Render all the entries below as a Markdown table with a Row column giving the row number and a Line column holding that line, with blank lines skipped. Leave the pictures out.
** START Provided data **
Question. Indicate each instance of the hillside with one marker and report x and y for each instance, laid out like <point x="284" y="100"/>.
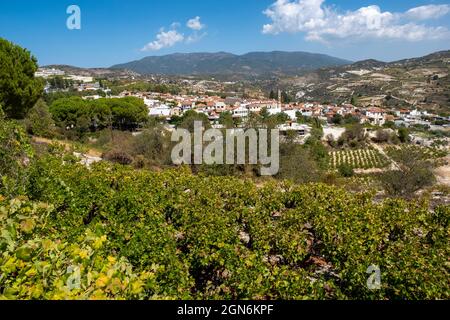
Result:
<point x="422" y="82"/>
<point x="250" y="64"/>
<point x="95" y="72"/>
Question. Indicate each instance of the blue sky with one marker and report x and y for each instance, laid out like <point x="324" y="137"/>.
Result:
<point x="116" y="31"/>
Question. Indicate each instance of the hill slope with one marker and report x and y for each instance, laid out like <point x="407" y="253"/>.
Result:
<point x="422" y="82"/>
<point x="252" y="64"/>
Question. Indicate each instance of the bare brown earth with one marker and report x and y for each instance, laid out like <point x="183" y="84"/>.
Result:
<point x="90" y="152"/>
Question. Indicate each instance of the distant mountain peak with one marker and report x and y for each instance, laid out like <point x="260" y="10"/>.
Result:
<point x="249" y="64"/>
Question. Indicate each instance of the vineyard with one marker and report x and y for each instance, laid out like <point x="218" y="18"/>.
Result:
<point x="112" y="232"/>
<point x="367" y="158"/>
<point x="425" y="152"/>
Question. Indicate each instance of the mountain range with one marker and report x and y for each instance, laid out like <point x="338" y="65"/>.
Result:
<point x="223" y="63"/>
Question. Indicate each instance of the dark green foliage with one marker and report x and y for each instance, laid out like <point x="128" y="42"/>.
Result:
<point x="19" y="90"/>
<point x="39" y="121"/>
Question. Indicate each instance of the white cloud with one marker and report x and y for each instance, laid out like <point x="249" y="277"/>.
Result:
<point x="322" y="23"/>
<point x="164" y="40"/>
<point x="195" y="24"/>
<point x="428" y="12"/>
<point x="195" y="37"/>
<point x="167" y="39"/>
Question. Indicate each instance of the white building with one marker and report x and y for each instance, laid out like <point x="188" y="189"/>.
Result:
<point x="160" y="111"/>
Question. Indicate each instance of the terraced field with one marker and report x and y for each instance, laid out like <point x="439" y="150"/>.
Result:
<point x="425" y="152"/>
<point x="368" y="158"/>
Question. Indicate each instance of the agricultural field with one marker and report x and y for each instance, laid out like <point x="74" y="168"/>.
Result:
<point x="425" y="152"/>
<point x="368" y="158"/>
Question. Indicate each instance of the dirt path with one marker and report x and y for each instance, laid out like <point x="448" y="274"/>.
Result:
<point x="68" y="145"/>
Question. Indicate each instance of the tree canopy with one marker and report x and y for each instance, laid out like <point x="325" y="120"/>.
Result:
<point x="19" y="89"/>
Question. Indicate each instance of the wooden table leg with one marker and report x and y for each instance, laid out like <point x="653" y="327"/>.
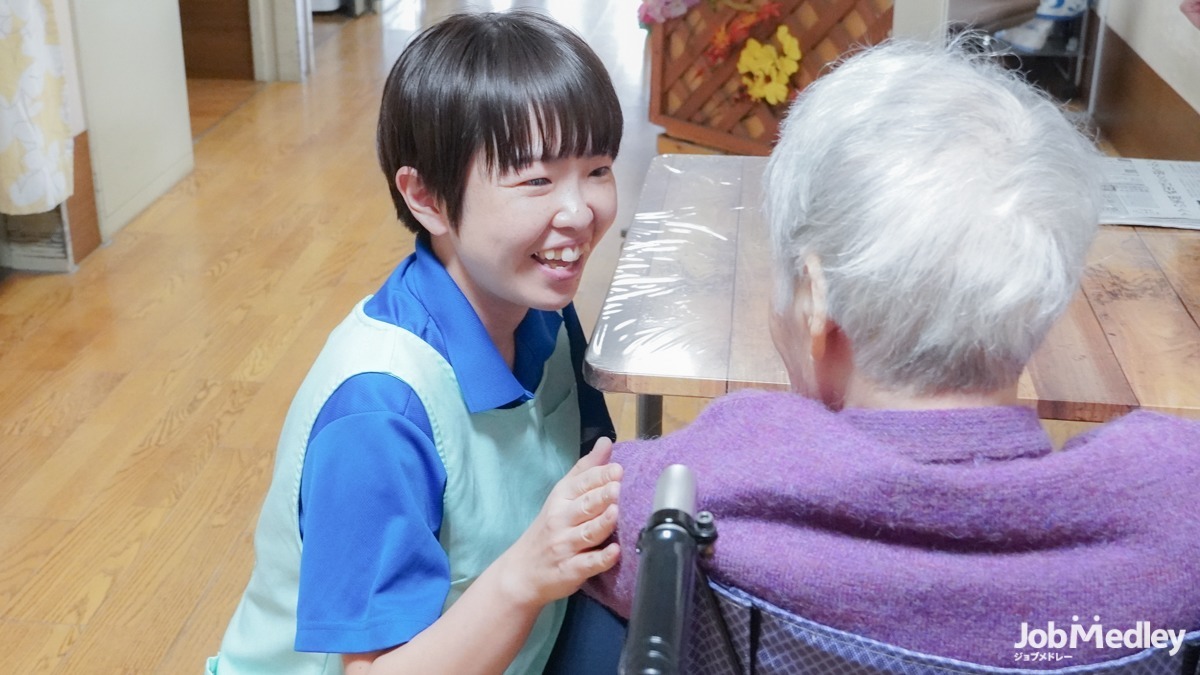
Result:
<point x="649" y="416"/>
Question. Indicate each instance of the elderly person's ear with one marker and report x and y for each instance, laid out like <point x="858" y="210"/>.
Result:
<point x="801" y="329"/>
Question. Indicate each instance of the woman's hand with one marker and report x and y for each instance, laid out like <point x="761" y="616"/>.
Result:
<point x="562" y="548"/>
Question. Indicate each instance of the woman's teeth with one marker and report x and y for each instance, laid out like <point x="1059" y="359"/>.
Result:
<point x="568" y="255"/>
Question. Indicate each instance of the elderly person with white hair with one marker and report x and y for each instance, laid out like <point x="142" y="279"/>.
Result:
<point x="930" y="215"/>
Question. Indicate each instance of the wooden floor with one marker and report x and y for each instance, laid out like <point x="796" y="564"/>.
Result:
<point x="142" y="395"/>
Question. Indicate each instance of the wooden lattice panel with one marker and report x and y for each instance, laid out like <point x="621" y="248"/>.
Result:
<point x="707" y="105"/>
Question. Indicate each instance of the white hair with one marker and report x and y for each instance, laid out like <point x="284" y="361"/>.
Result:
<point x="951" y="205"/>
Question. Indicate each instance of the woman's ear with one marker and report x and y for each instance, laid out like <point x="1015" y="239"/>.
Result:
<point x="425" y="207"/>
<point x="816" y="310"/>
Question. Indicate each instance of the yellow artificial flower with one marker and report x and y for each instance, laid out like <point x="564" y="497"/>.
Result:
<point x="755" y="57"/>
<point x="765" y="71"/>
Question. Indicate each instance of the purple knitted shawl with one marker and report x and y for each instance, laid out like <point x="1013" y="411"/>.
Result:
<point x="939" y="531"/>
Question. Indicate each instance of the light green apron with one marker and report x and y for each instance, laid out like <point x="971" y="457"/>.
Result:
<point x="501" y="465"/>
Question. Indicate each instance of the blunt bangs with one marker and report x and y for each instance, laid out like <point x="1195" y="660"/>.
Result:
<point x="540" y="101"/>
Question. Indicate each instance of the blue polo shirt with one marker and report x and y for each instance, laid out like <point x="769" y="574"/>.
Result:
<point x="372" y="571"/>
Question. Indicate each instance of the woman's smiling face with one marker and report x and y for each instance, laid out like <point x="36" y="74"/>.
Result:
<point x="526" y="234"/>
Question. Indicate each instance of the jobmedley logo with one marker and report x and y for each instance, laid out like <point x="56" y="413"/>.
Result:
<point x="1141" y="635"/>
** END Provided data **
* Final result:
| Row | Line |
|---|---|
| 1 | Question. Indicate each instance of the hillside with one marker and report x and y for each instance, laid out like <point x="284" y="100"/>. |
| 2 | Result: |
| 3 | <point x="422" y="82"/> |
| 4 | <point x="250" y="64"/> |
| 5 | <point x="95" y="72"/> |
| 6 | Question. Indicate each instance of the blue sky with one marker and report x and y for each instance, laid out like <point x="324" y="137"/>. |
| 7 | Result: |
| 8 | <point x="116" y="31"/> |
| 9 | Question. Indicate each instance of the hill slope with one marker and report x and y for each instance, laid out like <point x="407" y="253"/>. |
| 10 | Result: |
| 11 | <point x="422" y="82"/> |
| 12 | <point x="252" y="64"/> |
| 13 | Question. Indicate each instance of the bare brown earth with one marker and report x and y for each instance, laid out like <point x="183" y="84"/>. |
| 14 | Result: |
| 15 | <point x="90" y="152"/> |
| 16 | Question. Indicate each instance of the distant mountain peak with one marker and report x and y for each instance, laid out like <point x="260" y="10"/>. |
| 17 | Result: |
| 18 | <point x="249" y="64"/> |
| 19 | Question. Indicate each instance of the vineyard with one marker and report x and y for each instance, laid out like <point x="218" y="18"/>. |
| 20 | Result: |
| 21 | <point x="112" y="232"/> |
| 22 | <point x="367" y="158"/> |
| 23 | <point x="425" y="152"/> |
| 24 | Question. Indicate each instance of the mountain range with one marker and report x and y for each instance, laid out like <point x="338" y="65"/>. |
| 25 | Result: |
| 26 | <point x="223" y="63"/> |
| 27 | Question. Indicate each instance of the dark green foliage with one marker and report x and y for each instance, laid out like <point x="128" y="42"/>. |
| 28 | Result: |
| 29 | <point x="19" y="90"/> |
| 30 | <point x="39" y="121"/> |
| 31 | Question. Indicate each instance of the white cloud with one marker and report x and y for each instance, laid out like <point x="249" y="277"/>. |
| 32 | Result: |
| 33 | <point x="322" y="23"/> |
| 34 | <point x="164" y="40"/> |
| 35 | <point x="195" y="24"/> |
| 36 | <point x="428" y="12"/> |
| 37 | <point x="195" y="37"/> |
| 38 | <point x="167" y="39"/> |
| 39 | Question. Indicate each instance of the white building with one marker and report x and y for each instance, laid out like <point x="188" y="189"/>. |
| 40 | Result: |
| 41 | <point x="160" y="111"/> |
| 42 | Question. Indicate each instance of the terraced field with one marker and report x and y for each instance, laid out like <point x="439" y="150"/>. |
| 43 | Result: |
| 44 | <point x="425" y="152"/> |
| 45 | <point x="368" y="158"/> |
| 46 | Question. Indicate each instance of the agricultural field with one marker and report x and y for each instance, laid out like <point x="74" y="168"/>. |
| 47 | Result: |
| 48 | <point x="425" y="152"/> |
| 49 | <point x="368" y="158"/> |
| 50 | Question. Indicate each instance of the dirt path with one marker and report x and y for each instance, laid out like <point x="448" y="274"/>. |
| 51 | Result: |
| 52 | <point x="68" y="145"/> |
| 53 | Question. Indicate each instance of the tree canopy with one marker and report x and y for each instance, laid out like <point x="325" y="120"/>. |
| 54 | Result: |
| 55 | <point x="19" y="89"/> |
| 56 | Question. Indicate each instance of the wooden table leg with one marker and report x and y for each instance, laid out like <point x="653" y="327"/>. |
| 57 | Result: |
| 58 | <point x="649" y="416"/> |
| 59 | Question. Indicate each instance of the elderly person's ear with one marker and report x and y for each instance, laid out like <point x="858" y="210"/>. |
| 60 | Result: |
| 61 | <point x="801" y="329"/> |
| 62 | Question. Indicate each instance of the woman's hand with one marker and report x and y for each instance, laid out like <point x="761" y="616"/>. |
| 63 | Result: |
| 64 | <point x="562" y="548"/> |
| 65 | Question. Indicate each instance of the woman's teeth with one marker and report x and y for each instance, laid out like <point x="1059" y="359"/>. |
| 66 | Result: |
| 67 | <point x="568" y="255"/> |
| 68 | Question. Indicate each instance of the elderly person with white hair with one marker and report x and y for each instance, laid out like <point x="142" y="279"/>. |
| 69 | Result: |
| 70 | <point x="930" y="215"/> |
| 71 | Question. Indicate each instance of the wooden floor with one marker and report x and y for each instance, laid out like <point x="796" y="564"/>. |
| 72 | Result: |
| 73 | <point x="142" y="395"/> |
| 74 | Question. Indicate each instance of the wooden lattice panel with one marker and report x and y for each instance, laid out like <point x="621" y="248"/>. |
| 75 | Result: |
| 76 | <point x="707" y="105"/> |
| 77 | Question. Indicate each instance of the white hair with one marker and report x and y for each instance, laid out like <point x="284" y="361"/>. |
| 78 | Result: |
| 79 | <point x="951" y="205"/> |
| 80 | Question. Indicate each instance of the woman's ear with one marker and report x and y for each instance, laid out like <point x="1015" y="239"/>. |
| 81 | Result: |
| 82 | <point x="425" y="207"/> |
| 83 | <point x="816" y="310"/> |
| 84 | Question. Indicate each instance of the yellow artificial flower with one marker and report x and y for each instance, laid out like <point x="564" y="497"/>. |
| 85 | Result: |
| 86 | <point x="755" y="57"/> |
| 87 | <point x="765" y="71"/> |
| 88 | Question. Indicate each instance of the purple knitted shawl with one marker and report x and y for each instance, laid out like <point x="1013" y="411"/>. |
| 89 | Result: |
| 90 | <point x="939" y="531"/> |
| 91 | Question. Indicate each instance of the light green apron with one marker and report x and y for each instance, laid out like <point x="971" y="457"/>. |
| 92 | Result: |
| 93 | <point x="501" y="465"/> |
| 94 | Question. Indicate each instance of the blunt bangs with one marker and report x and y for each instance, laid out like <point x="1195" y="660"/>. |
| 95 | Result: |
| 96 | <point x="540" y="101"/> |
| 97 | Question. Indicate each instance of the blue polo shirt with one marker and report x and y for each instance, laid out like <point x="769" y="574"/>. |
| 98 | Result: |
| 99 | <point x="372" y="571"/> |
| 100 | Question. Indicate each instance of the woman's smiling face with one marker and report x and y for each instance, laid out like <point x="36" y="74"/>. |
| 101 | Result: |
| 102 | <point x="526" y="234"/> |
| 103 | Question. Indicate each instance of the jobmedley logo with one marker and report x and y for each instance, laid out like <point x="56" y="413"/>. |
| 104 | Result: |
| 105 | <point x="1141" y="635"/> |